• _What to produce_
Copy every line of the records below word for word, with no character changed.

• _Entries shown_
'''

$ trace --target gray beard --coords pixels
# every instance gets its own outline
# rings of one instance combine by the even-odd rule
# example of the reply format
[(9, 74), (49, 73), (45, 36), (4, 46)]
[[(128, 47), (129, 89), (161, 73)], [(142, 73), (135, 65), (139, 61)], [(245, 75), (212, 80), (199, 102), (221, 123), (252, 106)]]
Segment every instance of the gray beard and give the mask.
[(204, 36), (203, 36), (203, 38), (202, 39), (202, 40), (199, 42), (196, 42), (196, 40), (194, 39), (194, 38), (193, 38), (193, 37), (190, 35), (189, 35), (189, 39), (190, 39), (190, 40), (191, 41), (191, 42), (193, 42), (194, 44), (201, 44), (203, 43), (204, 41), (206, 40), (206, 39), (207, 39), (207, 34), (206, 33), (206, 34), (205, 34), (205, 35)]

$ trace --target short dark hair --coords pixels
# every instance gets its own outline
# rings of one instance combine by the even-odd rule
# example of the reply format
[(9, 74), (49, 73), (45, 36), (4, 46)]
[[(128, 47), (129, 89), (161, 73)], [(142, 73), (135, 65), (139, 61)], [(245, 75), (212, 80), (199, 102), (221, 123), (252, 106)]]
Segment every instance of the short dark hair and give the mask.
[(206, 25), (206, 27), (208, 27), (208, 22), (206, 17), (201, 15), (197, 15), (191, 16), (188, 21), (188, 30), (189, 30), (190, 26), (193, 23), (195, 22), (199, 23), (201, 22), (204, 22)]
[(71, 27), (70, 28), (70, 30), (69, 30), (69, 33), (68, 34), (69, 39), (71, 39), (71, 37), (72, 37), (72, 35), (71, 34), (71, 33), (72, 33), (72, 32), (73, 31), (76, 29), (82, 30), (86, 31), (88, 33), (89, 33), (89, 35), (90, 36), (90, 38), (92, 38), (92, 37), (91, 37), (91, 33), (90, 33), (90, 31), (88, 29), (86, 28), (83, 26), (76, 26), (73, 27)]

'''

• _Solution for this task_
$ trace --target gray beard --coords pixels
# every instance gets its own outline
# rings of one instance combine by the even-odd rule
# example of the reply format
[(9, 74), (49, 73), (45, 36), (4, 46)]
[[(128, 47), (129, 89), (161, 73)], [(142, 73), (135, 65), (139, 61)], [(245, 75), (212, 80), (199, 102), (221, 123), (252, 106)]]
Segment every instance of the gray beard and give the mask.
[(204, 36), (203, 36), (203, 38), (202, 39), (202, 40), (199, 42), (196, 42), (196, 40), (194, 39), (194, 38), (193, 38), (193, 37), (190, 35), (189, 35), (189, 39), (190, 39), (190, 40), (191, 41), (191, 42), (193, 42), (194, 44), (201, 44), (203, 43), (204, 41), (206, 40), (206, 39), (207, 39), (207, 34), (206, 33), (206, 34), (205, 34), (205, 35)]

$ trace --target short dark hair --coords pixels
# every instance gets its own outline
# rings of one instance combine by the even-odd rule
# example of the reply format
[(9, 74), (49, 73), (45, 36), (4, 46)]
[[(128, 47), (129, 89), (161, 73)], [(142, 73), (135, 65), (139, 61)], [(245, 75), (212, 80), (199, 102), (221, 123), (252, 106)]]
Segment every instance of the short dark hair and give the mask.
[(206, 25), (206, 27), (208, 27), (208, 22), (206, 17), (201, 15), (197, 15), (191, 16), (188, 21), (188, 30), (189, 30), (190, 26), (193, 23), (195, 22), (199, 23), (201, 22), (204, 22)]
[(71, 27), (70, 28), (70, 30), (69, 30), (69, 33), (68, 34), (69, 39), (71, 39), (71, 37), (72, 37), (72, 35), (71, 34), (71, 33), (72, 33), (72, 32), (73, 31), (76, 29), (82, 30), (86, 31), (88, 33), (89, 33), (89, 35), (90, 36), (90, 38), (92, 38), (92, 37), (91, 37), (91, 33), (90, 33), (90, 31), (88, 29), (86, 28), (83, 26), (76, 26), (73, 27)]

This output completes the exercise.